_Exercise input_:

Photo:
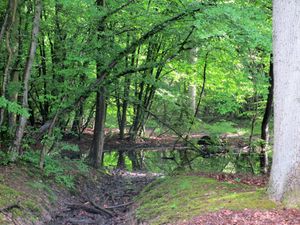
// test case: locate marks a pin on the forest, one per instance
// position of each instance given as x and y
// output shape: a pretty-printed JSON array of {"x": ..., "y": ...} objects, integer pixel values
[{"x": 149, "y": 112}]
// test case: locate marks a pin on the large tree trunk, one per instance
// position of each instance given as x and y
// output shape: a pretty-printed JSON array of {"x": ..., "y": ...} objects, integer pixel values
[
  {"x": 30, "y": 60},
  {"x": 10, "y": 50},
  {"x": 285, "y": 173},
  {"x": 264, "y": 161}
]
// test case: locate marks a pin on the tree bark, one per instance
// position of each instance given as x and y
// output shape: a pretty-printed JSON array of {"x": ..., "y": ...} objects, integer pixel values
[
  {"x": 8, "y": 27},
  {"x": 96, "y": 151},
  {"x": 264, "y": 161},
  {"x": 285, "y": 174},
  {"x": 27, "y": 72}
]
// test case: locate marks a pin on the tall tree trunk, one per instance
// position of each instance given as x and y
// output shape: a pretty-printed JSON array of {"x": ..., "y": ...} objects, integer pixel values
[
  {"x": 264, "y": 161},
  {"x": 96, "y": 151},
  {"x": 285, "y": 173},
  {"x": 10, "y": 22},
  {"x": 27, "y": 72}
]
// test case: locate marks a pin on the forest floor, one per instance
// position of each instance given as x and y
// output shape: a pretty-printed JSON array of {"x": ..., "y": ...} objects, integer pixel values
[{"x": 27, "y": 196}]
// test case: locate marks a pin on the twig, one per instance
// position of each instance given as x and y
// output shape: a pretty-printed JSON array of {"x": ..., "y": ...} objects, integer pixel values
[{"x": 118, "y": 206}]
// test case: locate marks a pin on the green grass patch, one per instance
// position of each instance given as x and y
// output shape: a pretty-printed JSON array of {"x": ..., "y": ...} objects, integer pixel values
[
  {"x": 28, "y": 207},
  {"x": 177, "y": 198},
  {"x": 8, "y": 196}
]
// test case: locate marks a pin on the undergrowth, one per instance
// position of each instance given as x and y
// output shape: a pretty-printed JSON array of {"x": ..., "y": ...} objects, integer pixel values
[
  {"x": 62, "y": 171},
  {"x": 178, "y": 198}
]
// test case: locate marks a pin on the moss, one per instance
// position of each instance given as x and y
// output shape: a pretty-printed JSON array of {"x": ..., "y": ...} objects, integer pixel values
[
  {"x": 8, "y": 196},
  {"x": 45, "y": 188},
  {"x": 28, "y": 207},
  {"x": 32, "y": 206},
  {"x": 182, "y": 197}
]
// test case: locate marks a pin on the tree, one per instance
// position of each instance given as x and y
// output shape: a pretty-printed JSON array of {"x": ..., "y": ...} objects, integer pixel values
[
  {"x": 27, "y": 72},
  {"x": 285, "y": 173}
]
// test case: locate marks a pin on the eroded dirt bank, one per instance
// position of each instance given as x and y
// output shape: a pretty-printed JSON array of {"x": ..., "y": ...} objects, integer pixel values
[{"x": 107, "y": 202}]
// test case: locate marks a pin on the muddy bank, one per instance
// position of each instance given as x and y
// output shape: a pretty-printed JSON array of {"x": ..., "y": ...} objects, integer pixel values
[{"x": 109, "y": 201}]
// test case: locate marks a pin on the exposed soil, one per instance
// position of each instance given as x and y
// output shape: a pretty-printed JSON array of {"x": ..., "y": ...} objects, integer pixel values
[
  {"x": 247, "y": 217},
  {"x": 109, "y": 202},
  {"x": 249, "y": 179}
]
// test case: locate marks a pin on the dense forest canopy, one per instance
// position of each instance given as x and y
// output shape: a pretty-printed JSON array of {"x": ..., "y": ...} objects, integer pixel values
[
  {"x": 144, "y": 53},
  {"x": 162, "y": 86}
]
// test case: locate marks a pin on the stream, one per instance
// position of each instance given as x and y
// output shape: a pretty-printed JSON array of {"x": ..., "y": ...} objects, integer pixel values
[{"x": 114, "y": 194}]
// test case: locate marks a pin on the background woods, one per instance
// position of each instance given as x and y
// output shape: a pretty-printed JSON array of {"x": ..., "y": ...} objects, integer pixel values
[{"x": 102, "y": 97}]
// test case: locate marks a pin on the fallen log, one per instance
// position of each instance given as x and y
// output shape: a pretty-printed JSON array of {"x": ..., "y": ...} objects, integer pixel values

_Exercise objective_: Copy out each line word for word, please, skipping the images.

_Worked answer_:
Photo:
// test case: locate marks a pin on the forest, one per instance
// position of each instance given as x and y
// output shape: a pretty-printed JSON array of {"x": ..., "y": ...} objects, integer pixel values
[{"x": 149, "y": 112}]
// test case: locate marks a pin on the large tree trunk, one per instance
// position of each instance given as x and y
// output shape: a pretty-printed JSON array of {"x": ..., "y": ...} objects, integer pixel values
[
  {"x": 30, "y": 60},
  {"x": 10, "y": 50},
  {"x": 285, "y": 173},
  {"x": 264, "y": 161}
]
// test case: locate marks a pin on the tree bark, one per instance
// position of each instance given as x and y
// output shape: a pretty-printed JSON array of {"x": ..., "y": ...} objects, integer pixel values
[
  {"x": 8, "y": 27},
  {"x": 96, "y": 151},
  {"x": 264, "y": 161},
  {"x": 285, "y": 174},
  {"x": 27, "y": 72}
]
// test case: locate marks a pin on the tall tree trunk, one per instance
// position of each instance given as x and y
// output shape: a pretty-printed JSON array of {"x": ..., "y": ...} objects, integer pixel values
[
  {"x": 264, "y": 161},
  {"x": 96, "y": 151},
  {"x": 285, "y": 173},
  {"x": 10, "y": 22},
  {"x": 27, "y": 72}
]
// test case: locate marks a pin on the forest floor, one per instance
// position of each instance given as x and y
// output shape: a pretty-printed JSON array of {"x": ..., "y": ...} objects, integer pixel values
[{"x": 27, "y": 196}]
// test case: locate marks a pin on the twig, one per instance
// position of each instance given as x and y
// output shape: a pretty-printed JSON array of {"x": ..., "y": ...} objects, integer pixel values
[{"x": 118, "y": 206}]
// test case: locate marks a pin on the green grass patch, one per instance
// position of each instance given as x and y
// output shape: a pretty-printed JSON array of {"x": ..., "y": ...} objects, integer pixel values
[
  {"x": 28, "y": 207},
  {"x": 177, "y": 198},
  {"x": 8, "y": 196}
]
// test case: locate marks a pin on the undergrowth, one per instance
// position of each instance given as x and y
// output shape: a pretty-printed JSON array of {"x": ..., "y": ...} objects, integer pixel values
[
  {"x": 62, "y": 171},
  {"x": 178, "y": 198}
]
// test case: locate marks a pin on the moss, one per instance
// position of each instance given as x and y
// output shape: a pretty-printed JSON array of {"x": ..., "y": ...} objects, integer pixel values
[
  {"x": 8, "y": 196},
  {"x": 45, "y": 188},
  {"x": 28, "y": 207},
  {"x": 32, "y": 206},
  {"x": 182, "y": 197}
]
// test case: locate marks a pin on the tree, one per instance
// position of each instance given as x and y
// output shape: a pretty-printed JSON array of {"x": ..., "y": ...} objects, integer pixel values
[
  {"x": 27, "y": 72},
  {"x": 285, "y": 173}
]
// test case: locate marks a pin on the eroded dirt bank, one per instance
// position of each instance given as x and y
// output shape: a pretty-printed JSON array of {"x": ..., "y": ...} objects, integer pixel values
[{"x": 107, "y": 202}]
// test case: locate marks a pin on the muddy bank, one per instance
// position of each instance given as x and y
// output shape: a pretty-printed JSON array of {"x": ..., "y": ...} objects, integer pixel values
[{"x": 109, "y": 201}]
// test case: locate marks a pin on the exposed soil, one per instance
// position of each instance given as x and y
// output shape: a pretty-printed JSON array of {"x": ..., "y": ...} objects, integer pixel values
[
  {"x": 247, "y": 217},
  {"x": 109, "y": 202},
  {"x": 249, "y": 179}
]
// test case: locate marks a pin on the dense forest canopy, one per instance
// position of each instance given as x and y
// output shape: a pretty-printed JSON array of {"x": ..., "y": ...} objects, integer pixel values
[
  {"x": 144, "y": 53},
  {"x": 162, "y": 86}
]
// test case: locate marks a pin on the stream, one per instance
// position of each instance given as x and y
// output shape: a pretty-printed JSON array of {"x": ..., "y": ...} objects, integer pixel values
[{"x": 114, "y": 194}]
// test case: locate marks a pin on the background woods, one per instance
// position of each instance given as x and y
// output shape: a pretty-printed JSON array of {"x": ..., "y": ...} objects, integer pixel values
[{"x": 102, "y": 97}]
// test case: locate marks a pin on the fallen log, one per instance
// position of each instance given as x and y
// output shape: a pretty-printed JSON array of {"x": ..., "y": ...} objects, integer pixel values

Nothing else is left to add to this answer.